§ Challenge 1: In the poem page, what color is the dress placed on the bed?
§ Challenge 2: Extend the poem page, picking up right after its last sentence of critique.

§ Text provided:
You left early, before the rooster could even sing.
Is it his voice or mine you wish to avoid?
(I wish my voice was like fireworks.)
I felt your skin today. Forgive me if I appear like an octupus
who strives in feverish desire to spread all its tentacles
through eventual pores, eager to breathe the same air they exhale
but sometimes I return to being that young girl who picks
the reddest apples which hang on trees.
The dress you placed on our bed is the colour of aquamarines
with a hint of pearl on its sleaves. Thank you.
I memorized the patterns that lie among its fibers,
in case I might find something about you.
For example, that you like playing chess.
Perhaps we could play it one day
and, like all pawns, I would be blindfolded.
I bet your hair
is the colour of copper.
I could swear I got electrocuted once.















Critiques
Another thing, your really good at, is your choice of words, and structures of the sentences. Again, I believe your ending is quite good, if not some of the best in the poem. First, I disliked it, but I kept thinking what it meant, and now I kinda like it.
The "broken" lines you've made, makes one feel. Makes those words extra important, and I think that it a sign, of a decent, well made poem.
All in all - Really good job. If there is something I should strike down at, it's the length of it. Somehow I believe it's sad it ends so soon, yet again it adds a certain effect to your poem.

[Saved entries]
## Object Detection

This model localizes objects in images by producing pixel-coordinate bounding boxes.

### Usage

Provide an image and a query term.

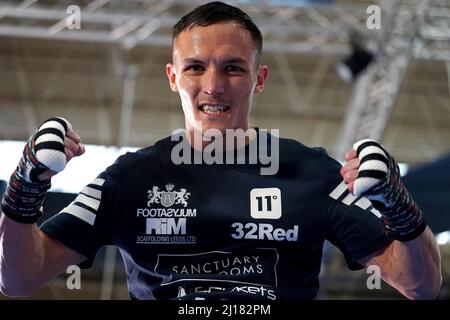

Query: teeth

§ Response 1: The color of aquamarines.

§ Response 2:
The next part reminded me of my little sister, who used to stroke everyone's skin when she was a baby in a comforting way. It's a strong stanza, full of lovely imagery, but I do have one of two suggestions on tweaking it slightly, just for the sake of the flow;
"I felt your skin today. Forgive me if I appear like an octupus
who strives in feverish desire to spread all it's tentacles
through eventual pores, eager to breathe the same air they exhale
but sometimes I return to being that young girl who picks
the reddest apples which hang on trees."
Octopus is just a spelling error. But I would omit the other words I've put in bold, and change the last, "which" to "that" so the verse reads:
"I felt your skin today. Forgive me if I appear like an octopus
who strives in feverish desire to spread it's tentacles
through eventual pores, eager to breathe the air they exhale.
Sometimes I return to being that young girl who picks
the reddest apples that hang on trees."
You seem to be going for an ocean theme as you go into the next stanza, but it's done in such a subtle way - it's strong and wonderful to read. Parts of this are so touching that they just take my breath away; the idea of searching for someone in the fibers in particular, the little thank you in there and the chess as well. Again, there are a few things I would change about the wording and spelling etc:
"The dress you placed on our bed is the colour of aquamarines
with a hint of pearl on it's sleaves. Thank you.
I memorized the patterns that lie among its fibers,
in case I might find something about you.
For example, that you like playing chess."
Sleeves is misspelled, and I would personally change it to, "the sleeve"? It's probably just me but that simply strikes me as a little more lyrical. I'd also change, "among" to "amongst" for the same reason, and you need an apostrophe on the "it's". So the stanza would read:
"The dress you placed on our bed is the colour of aquamarines
with a hint of pearl on the sleeve. Thank you.
I memorized the patterns that lie amongst it's fibers,
in case I might find something about you.
For example, that you like playing chess."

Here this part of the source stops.